## Recorded information

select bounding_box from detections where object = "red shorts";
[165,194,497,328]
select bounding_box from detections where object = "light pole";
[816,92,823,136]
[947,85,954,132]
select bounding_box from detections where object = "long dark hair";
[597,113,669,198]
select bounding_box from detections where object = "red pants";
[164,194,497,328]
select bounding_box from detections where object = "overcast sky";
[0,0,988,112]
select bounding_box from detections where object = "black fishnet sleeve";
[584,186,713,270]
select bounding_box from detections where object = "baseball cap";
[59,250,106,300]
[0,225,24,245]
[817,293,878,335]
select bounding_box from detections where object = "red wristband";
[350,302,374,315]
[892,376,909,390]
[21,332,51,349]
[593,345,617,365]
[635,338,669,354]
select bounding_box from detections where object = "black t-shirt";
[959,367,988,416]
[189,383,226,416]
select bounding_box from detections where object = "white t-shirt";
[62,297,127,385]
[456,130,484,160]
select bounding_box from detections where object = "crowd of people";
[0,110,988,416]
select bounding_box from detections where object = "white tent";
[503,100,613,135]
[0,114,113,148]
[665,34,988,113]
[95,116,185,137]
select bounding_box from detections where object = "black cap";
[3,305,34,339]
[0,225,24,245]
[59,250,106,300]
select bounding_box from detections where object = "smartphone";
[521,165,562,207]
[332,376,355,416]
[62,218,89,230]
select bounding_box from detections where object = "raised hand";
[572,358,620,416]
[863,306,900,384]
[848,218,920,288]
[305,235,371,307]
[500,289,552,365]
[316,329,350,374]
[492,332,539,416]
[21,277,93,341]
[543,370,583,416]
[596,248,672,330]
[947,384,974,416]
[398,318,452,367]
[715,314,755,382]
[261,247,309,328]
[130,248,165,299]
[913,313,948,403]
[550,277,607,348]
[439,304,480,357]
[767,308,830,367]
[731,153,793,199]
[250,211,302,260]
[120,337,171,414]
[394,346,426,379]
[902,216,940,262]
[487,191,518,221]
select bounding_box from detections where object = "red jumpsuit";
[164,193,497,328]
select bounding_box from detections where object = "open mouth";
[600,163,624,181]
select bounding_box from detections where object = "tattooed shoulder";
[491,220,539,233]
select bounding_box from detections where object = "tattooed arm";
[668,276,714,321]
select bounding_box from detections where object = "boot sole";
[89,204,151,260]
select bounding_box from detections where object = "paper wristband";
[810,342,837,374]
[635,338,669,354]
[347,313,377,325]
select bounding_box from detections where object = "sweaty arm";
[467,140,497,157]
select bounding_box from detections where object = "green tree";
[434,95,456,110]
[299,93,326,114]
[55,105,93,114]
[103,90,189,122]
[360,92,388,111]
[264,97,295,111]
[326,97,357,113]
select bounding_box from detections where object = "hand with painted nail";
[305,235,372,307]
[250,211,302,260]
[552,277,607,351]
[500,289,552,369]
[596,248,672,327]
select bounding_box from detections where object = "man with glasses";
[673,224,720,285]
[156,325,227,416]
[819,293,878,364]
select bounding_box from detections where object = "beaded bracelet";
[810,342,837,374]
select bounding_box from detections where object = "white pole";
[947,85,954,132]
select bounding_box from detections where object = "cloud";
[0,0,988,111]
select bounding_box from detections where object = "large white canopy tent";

## What the task requires
Retype all of the rows above verbatim, keeping every line in its original order.

## Written solution
select bounding_box from detections where object = "red shorts";
[165,194,497,328]
select bounding_box from detections where object = "light pole";
[816,92,823,136]
[947,85,954,132]
select bounding_box from detections where object = "long dark hair";
[597,113,669,198]
select bounding_box from detections where object = "red pants";
[164,194,497,328]
select bounding_box from detections where object = "overcast sky";
[0,0,988,112]
select bounding_box from detections where object = "black fishnet sleeve";
[584,186,713,270]
select bounding_box from detections where object = "baseball cap";
[59,250,106,300]
[0,225,24,245]
[817,293,878,335]
select bounding_box from detections where object = "red wristband";
[350,302,374,315]
[892,376,909,390]
[21,332,51,349]
[593,345,617,365]
[635,338,669,354]
select bounding_box from detections where object = "black t-shirt";
[959,367,988,416]
[189,383,226,416]
select bounding_box from detections where object = "white t-shirt";
[62,297,127,385]
[456,130,484,160]
select bounding_box from detections where object = "crowd of people";
[0,110,988,416]
select bounding_box from detections where object = "white tent";
[503,100,613,135]
[0,114,113,148]
[665,34,988,113]
[95,116,185,137]
select bounding_box from detections where object = "black cap";
[3,305,34,339]
[0,225,24,245]
[59,250,106,300]
select bounding_box from detections where object = "smartphone";
[521,165,562,207]
[332,376,355,416]
[62,218,89,230]
select bounding_box from detections where object = "raised hand";
[572,358,620,416]
[863,306,900,384]
[848,218,920,288]
[305,235,371,307]
[500,289,552,365]
[316,329,350,374]
[492,332,539,416]
[21,277,93,341]
[543,370,583,416]
[596,248,672,330]
[947,384,974,416]
[398,318,452,367]
[715,314,755,382]
[261,247,309,328]
[130,248,165,299]
[913,313,948,403]
[550,277,607,348]
[439,304,480,357]
[767,308,830,367]
[731,153,793,199]
[250,211,302,260]
[120,337,171,414]
[394,346,426,379]
[902,216,940,262]
[487,191,518,221]
select bounding_box from detections where object = "red jumpsuit";
[164,193,497,328]
select bounding_box from detections where object = "open mouth";
[600,163,624,181]
select bounding_box from detections where object = "tattooed shoulder";
[491,220,539,233]
select bounding_box from detections where object = "tattooed arm";
[668,276,714,321]
select bounding_box from detections where object = "boot sole";
[89,204,151,260]
select bounding_box from detections where object = "paper wristband";
[810,342,837,374]
[635,338,669,354]
[347,313,377,325]
select bounding_box from detections where object = "sweaty arm";
[467,140,497,157]
select bounding_box from detections where object = "green tree";
[434,95,456,110]
[299,93,326,114]
[55,105,93,114]
[103,90,189,122]
[360,92,388,111]
[264,97,295,111]
[326,97,357,113]
select bounding_box from detections where object = "hand with painted nail";
[305,235,372,307]
[250,211,302,260]
[552,277,607,351]
[500,289,552,369]
[596,248,672,327]
select bounding_box from detections where object = "man with glasses";
[673,224,720,285]
[156,325,227,416]
[819,293,878,364]
select bounding_box from detections where object = "beaded bracelet";
[810,342,837,374]
select bounding_box from detections where object = "white pole";
[947,85,954,132]
select bounding_box from detections where object = "cloud";
[0,0,988,111]
select bounding_box from detections where object = "large white canopy tent";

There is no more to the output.